Задание A -
Ответьте по тексту о поэте Викторе Кочеткове:
(i) В каком году родился Виктор Кочетков?
(ii) Кем он был в роте на войне?
(iii) Где, согласно стихам, находится «ноющий след от осколка»?

Исходный текст -
━━━━━━━━━━

Пока мы живы, уверяют нас мудрецы, мертвых среди нас нет. Одиноко горящий на холме обелиск, выплывший из голубого заревого тумана, многое разбудит в сердце у человека и поведает ему немало:
Что мне, солдату, осталось
после второй мировой?
Ночи траншейной усталость,
холод зари фронтовой.
Памяти тесная полка –
перебирай до утра.
Ноющий след от осколка
после второго ребра.
Все — просто, конкретно, зримо. Но поэт глядит на жизнь мудро, а не задорно-простовато, так сказать, с ветеранской высоты, глядит, как положено глядеть человеку, испытавшему и не забывшему гарь и грохот смертельных битв.
Мальчишка — и уже на войне, политрук роты. Уже — обстрелян, ранен.
Виктор Кочетков родился в 1923 году. В начале войны 1941 года ему было всего семнадцать лет с небольшим...
Виктор Кочетков щедро отмечен озарением, и его воображение очень богато, очень сильно. Он видит и строит образ независимо от “подручных инструментов”, довольно примелькавшихся и часто употребляемых другими. Живет в поэте какая-то неуловимо щемящая тревога, не дающая ему охладеть душой, притереться к бытовой серой массовости ощущений, понятий и вкусов.
И дело тут не в том, что Кочетков пережил войну, не в том, что ему пришлось много трудиться, учиться и видеть края и веси нашей Родины, а в той струне, святой и звонкой, завещанной ему призванием. Вот эта струна и будоражит ею душевный свет, его душевную чуткость:
Отсветы волжской излуки,
месяц над старой вербой.
Горькая мука разлуки
с юностью, с трудной судьбой.

━━━━━━━━━━

Исходные данные -
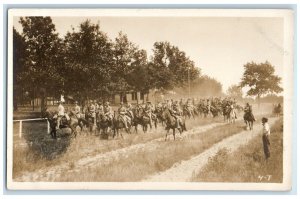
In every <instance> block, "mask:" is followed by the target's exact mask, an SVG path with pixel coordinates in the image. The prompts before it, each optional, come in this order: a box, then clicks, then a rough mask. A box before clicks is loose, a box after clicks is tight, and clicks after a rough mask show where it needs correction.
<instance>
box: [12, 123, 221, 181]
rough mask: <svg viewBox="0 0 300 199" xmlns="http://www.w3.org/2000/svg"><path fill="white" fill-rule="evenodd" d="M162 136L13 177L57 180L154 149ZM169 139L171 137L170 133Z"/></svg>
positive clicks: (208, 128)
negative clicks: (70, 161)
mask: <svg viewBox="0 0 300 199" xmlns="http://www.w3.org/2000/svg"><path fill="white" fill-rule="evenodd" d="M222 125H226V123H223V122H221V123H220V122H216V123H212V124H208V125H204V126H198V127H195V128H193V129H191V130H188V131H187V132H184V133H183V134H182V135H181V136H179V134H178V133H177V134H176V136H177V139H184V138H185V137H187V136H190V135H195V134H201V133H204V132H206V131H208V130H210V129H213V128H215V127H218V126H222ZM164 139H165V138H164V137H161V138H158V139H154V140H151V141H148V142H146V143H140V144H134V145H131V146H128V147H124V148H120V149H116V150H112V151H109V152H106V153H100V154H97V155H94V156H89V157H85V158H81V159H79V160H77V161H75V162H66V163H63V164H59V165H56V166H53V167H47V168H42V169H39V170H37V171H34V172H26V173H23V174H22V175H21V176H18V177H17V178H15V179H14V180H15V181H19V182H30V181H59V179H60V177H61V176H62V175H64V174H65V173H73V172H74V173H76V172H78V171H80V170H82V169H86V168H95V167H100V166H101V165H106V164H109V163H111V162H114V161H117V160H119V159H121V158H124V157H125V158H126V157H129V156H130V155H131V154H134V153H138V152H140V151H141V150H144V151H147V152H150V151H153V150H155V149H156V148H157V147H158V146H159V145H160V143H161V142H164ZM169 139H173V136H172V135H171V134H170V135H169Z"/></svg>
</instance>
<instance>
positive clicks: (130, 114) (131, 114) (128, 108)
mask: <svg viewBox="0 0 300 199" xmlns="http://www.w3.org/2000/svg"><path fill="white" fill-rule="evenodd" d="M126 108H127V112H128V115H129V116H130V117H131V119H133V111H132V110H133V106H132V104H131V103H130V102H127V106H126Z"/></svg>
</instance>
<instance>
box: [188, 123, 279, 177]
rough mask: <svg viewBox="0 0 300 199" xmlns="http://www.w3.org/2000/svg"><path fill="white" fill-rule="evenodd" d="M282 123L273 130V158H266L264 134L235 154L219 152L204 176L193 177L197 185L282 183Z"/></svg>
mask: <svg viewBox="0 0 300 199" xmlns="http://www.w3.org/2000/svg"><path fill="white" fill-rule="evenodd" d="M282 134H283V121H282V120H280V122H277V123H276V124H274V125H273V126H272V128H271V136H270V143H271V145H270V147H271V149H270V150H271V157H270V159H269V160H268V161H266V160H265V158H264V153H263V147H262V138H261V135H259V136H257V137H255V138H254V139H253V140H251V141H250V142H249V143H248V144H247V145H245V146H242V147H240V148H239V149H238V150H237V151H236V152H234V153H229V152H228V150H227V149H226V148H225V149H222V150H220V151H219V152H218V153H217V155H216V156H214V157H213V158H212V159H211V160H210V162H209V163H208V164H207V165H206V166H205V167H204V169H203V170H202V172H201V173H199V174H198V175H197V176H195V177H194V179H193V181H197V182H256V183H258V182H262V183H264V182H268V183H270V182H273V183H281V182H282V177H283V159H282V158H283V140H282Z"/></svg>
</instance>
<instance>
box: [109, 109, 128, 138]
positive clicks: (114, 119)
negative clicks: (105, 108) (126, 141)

━━━━━━━━━━

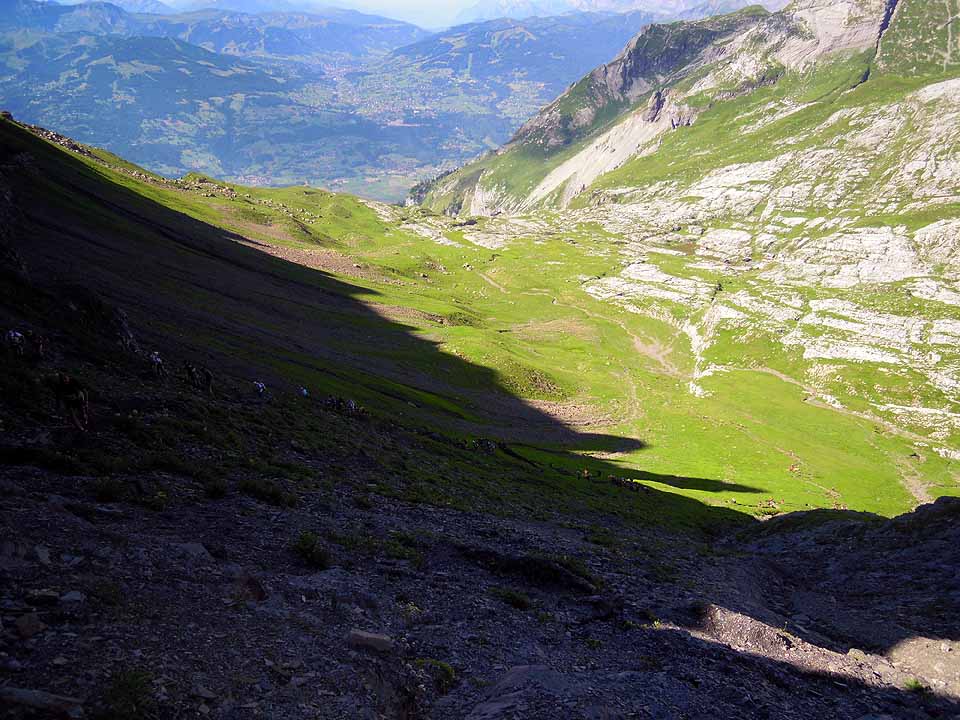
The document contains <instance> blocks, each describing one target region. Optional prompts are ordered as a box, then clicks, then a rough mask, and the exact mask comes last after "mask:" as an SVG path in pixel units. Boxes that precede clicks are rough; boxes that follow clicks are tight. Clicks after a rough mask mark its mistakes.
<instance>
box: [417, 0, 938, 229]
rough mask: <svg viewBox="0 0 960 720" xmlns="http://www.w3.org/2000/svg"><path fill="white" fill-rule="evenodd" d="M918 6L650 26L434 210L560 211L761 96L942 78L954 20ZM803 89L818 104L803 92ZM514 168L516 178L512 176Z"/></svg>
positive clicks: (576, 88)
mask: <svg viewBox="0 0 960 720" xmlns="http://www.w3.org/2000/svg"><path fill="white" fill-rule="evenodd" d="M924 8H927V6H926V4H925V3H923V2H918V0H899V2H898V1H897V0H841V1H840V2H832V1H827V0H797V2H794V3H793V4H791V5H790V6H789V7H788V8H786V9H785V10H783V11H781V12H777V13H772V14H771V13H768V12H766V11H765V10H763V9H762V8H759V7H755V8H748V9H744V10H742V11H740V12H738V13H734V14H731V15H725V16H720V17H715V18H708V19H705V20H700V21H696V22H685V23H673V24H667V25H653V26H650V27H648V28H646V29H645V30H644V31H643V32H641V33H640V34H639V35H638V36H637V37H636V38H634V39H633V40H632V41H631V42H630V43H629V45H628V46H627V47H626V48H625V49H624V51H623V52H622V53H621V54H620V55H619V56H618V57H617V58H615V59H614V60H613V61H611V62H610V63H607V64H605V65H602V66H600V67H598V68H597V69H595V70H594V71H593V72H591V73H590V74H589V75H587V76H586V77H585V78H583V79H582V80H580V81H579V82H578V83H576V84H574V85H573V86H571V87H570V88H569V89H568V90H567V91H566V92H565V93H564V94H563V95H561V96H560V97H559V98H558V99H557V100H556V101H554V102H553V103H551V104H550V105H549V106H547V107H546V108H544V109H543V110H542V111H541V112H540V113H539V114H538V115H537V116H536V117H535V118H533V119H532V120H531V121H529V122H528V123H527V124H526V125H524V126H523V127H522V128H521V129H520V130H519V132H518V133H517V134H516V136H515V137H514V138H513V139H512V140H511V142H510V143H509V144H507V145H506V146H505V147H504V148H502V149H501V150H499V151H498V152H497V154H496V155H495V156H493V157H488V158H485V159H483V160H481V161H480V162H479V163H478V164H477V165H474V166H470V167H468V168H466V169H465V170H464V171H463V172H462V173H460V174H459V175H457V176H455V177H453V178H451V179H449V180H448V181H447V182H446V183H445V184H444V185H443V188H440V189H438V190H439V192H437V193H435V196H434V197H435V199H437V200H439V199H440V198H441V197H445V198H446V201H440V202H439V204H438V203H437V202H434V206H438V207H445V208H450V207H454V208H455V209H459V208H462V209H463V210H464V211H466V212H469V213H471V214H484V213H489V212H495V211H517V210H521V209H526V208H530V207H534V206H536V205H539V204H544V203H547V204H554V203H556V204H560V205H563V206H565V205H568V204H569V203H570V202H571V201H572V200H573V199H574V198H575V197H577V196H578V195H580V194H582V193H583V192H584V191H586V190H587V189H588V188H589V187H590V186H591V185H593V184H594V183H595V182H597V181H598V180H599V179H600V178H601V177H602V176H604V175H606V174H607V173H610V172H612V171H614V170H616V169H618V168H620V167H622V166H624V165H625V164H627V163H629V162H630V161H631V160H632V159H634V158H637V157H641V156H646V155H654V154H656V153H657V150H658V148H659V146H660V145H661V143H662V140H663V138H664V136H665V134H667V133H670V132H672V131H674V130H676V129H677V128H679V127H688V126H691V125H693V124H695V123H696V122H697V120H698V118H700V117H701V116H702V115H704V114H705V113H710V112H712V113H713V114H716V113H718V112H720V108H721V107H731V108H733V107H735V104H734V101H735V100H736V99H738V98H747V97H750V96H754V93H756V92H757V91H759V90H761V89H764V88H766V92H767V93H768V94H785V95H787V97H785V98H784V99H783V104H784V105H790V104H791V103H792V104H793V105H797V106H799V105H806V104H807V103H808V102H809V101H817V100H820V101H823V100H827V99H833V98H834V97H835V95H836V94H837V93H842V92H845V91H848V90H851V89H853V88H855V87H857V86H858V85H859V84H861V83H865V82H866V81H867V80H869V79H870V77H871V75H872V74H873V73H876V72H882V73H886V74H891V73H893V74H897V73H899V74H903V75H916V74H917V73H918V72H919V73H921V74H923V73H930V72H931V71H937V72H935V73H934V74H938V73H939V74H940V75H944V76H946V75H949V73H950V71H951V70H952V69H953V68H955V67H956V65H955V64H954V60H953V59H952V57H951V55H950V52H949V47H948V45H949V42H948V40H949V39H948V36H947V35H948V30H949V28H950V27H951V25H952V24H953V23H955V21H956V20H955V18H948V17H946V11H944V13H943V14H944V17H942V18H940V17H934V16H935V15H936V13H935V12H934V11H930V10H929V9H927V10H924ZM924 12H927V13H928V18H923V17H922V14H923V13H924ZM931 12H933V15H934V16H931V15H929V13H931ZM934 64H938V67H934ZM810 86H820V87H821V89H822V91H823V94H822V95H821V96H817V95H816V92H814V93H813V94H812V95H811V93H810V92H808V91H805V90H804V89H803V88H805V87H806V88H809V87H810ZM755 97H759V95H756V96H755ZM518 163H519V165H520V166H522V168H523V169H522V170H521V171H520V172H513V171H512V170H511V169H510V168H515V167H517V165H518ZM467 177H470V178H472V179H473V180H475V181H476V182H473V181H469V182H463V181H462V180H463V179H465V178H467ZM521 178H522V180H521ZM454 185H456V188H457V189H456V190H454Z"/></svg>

━━━━━━━━━━

Задание B - Выведите в виде таблицы Markdown с двумя столбцами, «№» и «Строка», строки данных начиная со строки, где есть "In every <instance>", и до строки, где есть "positive clicks: (208, 128)", включительно. Пустые строки пропустите.

Решение A -
(i) В 1923 году.
(ii) Политруком роты.
(iii) После второго ребра.

Решение B -
| № | Строка |
|---|---|
| 1 | In every <instance> block, "mask:" is followed by the target's exact mask, an SVG path with pixel coordinates in the image. The prompts before it, each optional, come in this order: a box, then clicks, then a rough mask. A box before clicks is loose, a box after clicks is tight, and clicks after a rough mask show where it needs correction. |
| 2 | <instance> |
| 3 | box: [12, 123, 221, 181] |
| 4 | rough mask: <svg viewBox="0 0 300 199" xmlns="http://www.w3.org/2000/svg"><path fill="white" fill-rule="evenodd" d="M162 136L13 177L57 180L154 149ZM169 139L171 137L170 133Z"/></svg> |
| 5 | positive clicks: (208, 128) |